GOAL 1 >>
According to the post on JavaScript closures, in what kind of code does the complicated function-returning pattern come up a lot?
GOAL 2 >>
Reproduce a passage from the post on JavaScript closures, beginning at the words "function addMarker( place" and stopping after the words "the oldest browsers.".
GOAL 3 >>
Write a continuation of the post on JavaScript closures, picking up after its final sentence.

TEXT BLOCK >>
Very true on both counts, but unfortunately the article perpetuates some of
this misunderstanding.

> Where it gets interesting is when you return a function from an outer
> function...

Abbreviated example from the article:

    
    
      var outer = function () {
        var a = 1;
        return function inner() {
          return a;
        };
      };
    

...and that's the only example. No mention of where closures are actually most
useful, and not a peep that you _don 't need_ a function that returns a
function to get one. Any function call can get you a closure.

I deal with this frequently on Stack Overflow. Someone asks a question where a
closure is a great solution, and then someone answers with a complicated
example involving a function that returns a function.

It seems to come up a lot in Google Maps API code:

    
    
      var places = [
        { name:"Test", lat:10, lng:10 },
        ...
      ];
    
      function initMap()
        var map = new google.maps.Map(...);
        for( var i = 0;  i < places.length;  ++i ) {
          var marker = new google.maps.Marker(...);
          // This is the complicated part:
          marker.addListener( 'click', (function( marker ) {
            return function() {
              // This works because of the closure:
              infowindow.open( map, marker );
            }
          })( marker ) );
        }
      }
    

It doesn't have to be done that way! You'll get a closure that works just as
well if you simply _call a function_ in the loop:

    
    
      function initMap()
        var map = new google.maps.Map(...);
        for( var i = 0;  i < places.length;  ++i ) {
          addMarker( places[i] );
        }
    
        function addMarker( place ) {
          var marker = new google.maps.Marker(...);
          marker.addListener( 'click', function() {
            // We have a closure here too:
            infowindow.open( map, marker );
          });
        }
      }
    

There are other ways to do this in modern JavaScript (such as using let inside
the loop). I'm using old-school JavaScript here just to show that it could be
done this simply even in the oldest browsers.

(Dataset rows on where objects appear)

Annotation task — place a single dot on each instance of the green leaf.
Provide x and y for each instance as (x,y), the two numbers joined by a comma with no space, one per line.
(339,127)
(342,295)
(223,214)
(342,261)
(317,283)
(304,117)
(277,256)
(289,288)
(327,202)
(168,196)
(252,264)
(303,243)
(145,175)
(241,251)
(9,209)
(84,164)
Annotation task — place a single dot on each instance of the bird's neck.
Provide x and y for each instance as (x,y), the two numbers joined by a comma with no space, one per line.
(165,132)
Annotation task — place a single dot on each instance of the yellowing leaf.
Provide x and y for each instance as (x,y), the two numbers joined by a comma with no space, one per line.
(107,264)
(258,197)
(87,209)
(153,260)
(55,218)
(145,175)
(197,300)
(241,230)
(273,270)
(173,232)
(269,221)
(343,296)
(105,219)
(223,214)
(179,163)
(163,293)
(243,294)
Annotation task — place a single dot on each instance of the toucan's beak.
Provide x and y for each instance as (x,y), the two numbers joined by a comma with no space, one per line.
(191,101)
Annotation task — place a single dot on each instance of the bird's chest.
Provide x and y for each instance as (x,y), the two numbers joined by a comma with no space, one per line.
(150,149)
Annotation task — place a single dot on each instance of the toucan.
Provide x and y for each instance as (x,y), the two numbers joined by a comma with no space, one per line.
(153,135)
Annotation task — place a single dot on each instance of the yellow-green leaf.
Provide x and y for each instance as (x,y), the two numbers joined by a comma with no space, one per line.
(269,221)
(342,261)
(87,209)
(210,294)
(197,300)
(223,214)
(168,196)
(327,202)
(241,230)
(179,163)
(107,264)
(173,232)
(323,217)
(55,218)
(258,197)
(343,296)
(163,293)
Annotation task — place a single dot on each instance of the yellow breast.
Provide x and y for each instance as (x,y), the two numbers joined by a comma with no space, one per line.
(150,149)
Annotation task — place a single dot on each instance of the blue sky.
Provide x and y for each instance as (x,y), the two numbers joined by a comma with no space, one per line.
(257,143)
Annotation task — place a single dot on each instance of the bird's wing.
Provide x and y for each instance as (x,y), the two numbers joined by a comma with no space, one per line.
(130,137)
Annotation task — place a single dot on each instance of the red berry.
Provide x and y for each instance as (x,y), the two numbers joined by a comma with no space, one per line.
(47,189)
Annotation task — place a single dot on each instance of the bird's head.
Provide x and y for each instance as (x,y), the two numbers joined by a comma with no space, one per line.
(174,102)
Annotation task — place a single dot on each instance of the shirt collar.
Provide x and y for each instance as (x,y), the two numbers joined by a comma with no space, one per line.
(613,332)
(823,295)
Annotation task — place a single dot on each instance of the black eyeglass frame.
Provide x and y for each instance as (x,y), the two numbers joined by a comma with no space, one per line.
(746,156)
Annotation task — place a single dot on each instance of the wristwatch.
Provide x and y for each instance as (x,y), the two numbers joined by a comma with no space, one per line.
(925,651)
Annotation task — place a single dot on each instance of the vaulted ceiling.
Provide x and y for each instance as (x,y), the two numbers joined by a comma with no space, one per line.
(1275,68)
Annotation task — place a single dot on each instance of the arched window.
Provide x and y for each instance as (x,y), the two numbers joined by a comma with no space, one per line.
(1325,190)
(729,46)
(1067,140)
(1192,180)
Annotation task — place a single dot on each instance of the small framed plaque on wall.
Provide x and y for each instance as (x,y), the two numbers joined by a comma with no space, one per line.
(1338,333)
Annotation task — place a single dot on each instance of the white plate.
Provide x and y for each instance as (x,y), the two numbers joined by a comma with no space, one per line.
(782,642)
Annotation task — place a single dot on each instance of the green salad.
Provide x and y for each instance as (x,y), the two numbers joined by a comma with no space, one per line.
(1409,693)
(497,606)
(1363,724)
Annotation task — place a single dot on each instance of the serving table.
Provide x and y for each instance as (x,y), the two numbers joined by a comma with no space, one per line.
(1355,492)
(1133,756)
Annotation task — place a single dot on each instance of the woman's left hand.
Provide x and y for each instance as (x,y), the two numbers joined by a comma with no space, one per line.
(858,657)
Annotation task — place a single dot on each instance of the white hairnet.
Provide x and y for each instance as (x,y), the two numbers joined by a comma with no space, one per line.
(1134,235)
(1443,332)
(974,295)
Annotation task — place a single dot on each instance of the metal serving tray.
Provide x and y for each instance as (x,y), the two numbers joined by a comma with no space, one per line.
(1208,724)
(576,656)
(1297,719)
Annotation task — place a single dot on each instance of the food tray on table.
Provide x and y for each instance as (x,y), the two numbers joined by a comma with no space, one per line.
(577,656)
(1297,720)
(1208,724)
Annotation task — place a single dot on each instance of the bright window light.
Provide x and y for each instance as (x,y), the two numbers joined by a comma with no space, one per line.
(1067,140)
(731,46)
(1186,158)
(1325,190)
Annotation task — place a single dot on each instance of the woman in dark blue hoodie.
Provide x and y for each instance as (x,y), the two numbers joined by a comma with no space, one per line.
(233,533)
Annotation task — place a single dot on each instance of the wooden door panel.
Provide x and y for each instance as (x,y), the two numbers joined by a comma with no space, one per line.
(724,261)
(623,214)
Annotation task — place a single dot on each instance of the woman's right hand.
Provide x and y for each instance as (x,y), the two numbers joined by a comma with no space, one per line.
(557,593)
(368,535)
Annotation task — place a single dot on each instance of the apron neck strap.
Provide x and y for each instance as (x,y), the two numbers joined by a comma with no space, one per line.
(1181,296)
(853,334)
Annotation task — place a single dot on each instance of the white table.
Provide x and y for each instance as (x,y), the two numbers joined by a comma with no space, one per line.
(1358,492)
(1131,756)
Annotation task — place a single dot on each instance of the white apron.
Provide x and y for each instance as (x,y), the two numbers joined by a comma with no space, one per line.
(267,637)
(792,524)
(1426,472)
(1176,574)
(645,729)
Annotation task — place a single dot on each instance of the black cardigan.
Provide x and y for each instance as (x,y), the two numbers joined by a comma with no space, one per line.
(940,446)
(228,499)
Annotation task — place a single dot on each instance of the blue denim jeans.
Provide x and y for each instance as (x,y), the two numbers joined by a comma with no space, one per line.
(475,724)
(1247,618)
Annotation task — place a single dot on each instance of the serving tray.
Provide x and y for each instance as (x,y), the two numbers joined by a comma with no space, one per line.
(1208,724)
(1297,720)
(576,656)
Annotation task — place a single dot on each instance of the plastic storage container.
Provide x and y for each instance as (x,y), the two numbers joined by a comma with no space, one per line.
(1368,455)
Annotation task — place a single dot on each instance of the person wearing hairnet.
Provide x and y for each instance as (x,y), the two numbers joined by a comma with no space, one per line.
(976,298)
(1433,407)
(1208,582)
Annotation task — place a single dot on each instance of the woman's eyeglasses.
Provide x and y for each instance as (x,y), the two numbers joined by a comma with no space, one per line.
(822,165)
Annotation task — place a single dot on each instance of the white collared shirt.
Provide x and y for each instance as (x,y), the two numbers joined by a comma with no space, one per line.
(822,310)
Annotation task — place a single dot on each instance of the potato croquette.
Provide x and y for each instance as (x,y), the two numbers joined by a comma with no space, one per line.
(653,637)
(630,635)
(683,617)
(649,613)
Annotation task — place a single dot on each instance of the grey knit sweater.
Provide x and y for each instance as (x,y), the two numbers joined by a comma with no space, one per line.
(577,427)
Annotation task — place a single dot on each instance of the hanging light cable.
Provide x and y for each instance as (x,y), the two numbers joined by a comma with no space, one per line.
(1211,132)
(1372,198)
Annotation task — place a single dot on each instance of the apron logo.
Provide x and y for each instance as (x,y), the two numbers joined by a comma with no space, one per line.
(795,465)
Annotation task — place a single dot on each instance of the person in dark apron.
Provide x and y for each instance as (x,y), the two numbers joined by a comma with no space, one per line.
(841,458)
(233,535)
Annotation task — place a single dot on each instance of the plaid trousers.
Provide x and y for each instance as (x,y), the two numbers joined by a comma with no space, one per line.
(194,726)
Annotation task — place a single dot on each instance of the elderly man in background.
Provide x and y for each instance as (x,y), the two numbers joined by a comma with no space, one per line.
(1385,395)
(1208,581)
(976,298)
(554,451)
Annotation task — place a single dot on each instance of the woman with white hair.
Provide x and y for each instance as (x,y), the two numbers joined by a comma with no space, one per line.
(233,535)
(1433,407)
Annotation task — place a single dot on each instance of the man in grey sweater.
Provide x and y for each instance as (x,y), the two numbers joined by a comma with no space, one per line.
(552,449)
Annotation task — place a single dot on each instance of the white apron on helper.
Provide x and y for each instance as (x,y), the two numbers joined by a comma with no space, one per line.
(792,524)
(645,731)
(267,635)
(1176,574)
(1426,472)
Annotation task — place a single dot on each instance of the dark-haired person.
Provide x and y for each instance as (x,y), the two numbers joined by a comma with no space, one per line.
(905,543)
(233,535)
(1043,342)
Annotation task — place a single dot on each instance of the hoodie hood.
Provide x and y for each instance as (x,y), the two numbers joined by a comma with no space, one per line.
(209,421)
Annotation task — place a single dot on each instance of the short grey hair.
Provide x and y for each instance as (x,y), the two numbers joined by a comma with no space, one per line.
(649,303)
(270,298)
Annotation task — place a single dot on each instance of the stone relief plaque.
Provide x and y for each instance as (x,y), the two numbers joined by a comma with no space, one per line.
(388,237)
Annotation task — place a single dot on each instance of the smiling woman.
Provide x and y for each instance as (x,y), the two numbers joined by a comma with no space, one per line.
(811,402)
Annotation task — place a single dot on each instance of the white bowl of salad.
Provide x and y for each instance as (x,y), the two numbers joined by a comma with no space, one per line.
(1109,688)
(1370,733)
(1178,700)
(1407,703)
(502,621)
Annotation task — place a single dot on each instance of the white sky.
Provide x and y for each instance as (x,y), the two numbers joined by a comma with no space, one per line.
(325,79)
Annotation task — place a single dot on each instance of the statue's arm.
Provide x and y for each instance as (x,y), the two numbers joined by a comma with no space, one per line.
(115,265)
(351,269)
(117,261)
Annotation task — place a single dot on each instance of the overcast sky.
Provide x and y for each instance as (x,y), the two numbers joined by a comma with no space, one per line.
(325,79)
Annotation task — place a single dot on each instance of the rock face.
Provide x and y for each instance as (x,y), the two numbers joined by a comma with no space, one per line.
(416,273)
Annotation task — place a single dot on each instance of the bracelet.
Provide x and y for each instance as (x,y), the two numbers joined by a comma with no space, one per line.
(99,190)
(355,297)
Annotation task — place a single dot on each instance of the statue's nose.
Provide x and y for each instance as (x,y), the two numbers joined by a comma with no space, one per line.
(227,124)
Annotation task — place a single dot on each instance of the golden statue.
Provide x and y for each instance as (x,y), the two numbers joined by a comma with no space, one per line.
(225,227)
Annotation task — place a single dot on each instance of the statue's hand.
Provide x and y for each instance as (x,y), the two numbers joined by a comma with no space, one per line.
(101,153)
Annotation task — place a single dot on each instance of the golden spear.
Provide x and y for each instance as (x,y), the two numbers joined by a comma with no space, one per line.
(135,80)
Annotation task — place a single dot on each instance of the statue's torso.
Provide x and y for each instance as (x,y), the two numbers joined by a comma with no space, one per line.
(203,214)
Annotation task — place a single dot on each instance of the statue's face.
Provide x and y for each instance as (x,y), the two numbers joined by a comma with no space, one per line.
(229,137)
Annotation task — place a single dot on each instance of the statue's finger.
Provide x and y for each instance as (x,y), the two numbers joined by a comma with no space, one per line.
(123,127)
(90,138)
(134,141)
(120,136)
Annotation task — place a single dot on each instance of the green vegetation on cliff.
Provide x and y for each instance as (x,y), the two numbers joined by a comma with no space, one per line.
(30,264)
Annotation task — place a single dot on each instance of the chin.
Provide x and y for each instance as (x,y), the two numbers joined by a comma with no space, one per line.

TASK OUTPUT 1 >>
Google Maps API code.

TASK OUTPUT 2 >>
function addMarker( place ) {
          var marker = new google.maps.Marker(...);
          marker.addListener( 'click', function() {
            // We have a closure here too:
            infowindow.open( map, marker );
          });
        }
      }
    

There are other ways to do this in modern JavaScript (such as using let inside
the loop). I'm using old-school JavaScript here just to show that it could be
done this simply even in the oldest browsers.

TASK OUTPUT 3 >>
Of course, the same thing can be done with forEach():

    
    
      function initMap()
        var map = new google.maps.Map(...);
        places.forEach( addMarker );
    
        function addMarker( place ) {
          var marker = new google.maps.Marker(...);
          marker.addListener( 'click', function() {
            // We have a closure here too:
            infowindow.open( map, marker );
          });
        }
      }
    

Or with the forEach callback inline:

    
    
      function initMap()
        var map = new google.maps.Map(...);
        places.forEach( function( place ) {
          var marker = new google.maps.Marker(...);
          marker.addListener( 'click', function() {
            // We have a closure here too:
            infowindow.open( map, marker );
          });
        });
      }
    

The point in each of these cases is that you don't need a function that
_returns_ a function to get a closure, but people who answer SO questions
perpetuate this myth day after day.

------
whipoodle
Closures are so nice. Working without them makes everything so much more
difficult and inelegant.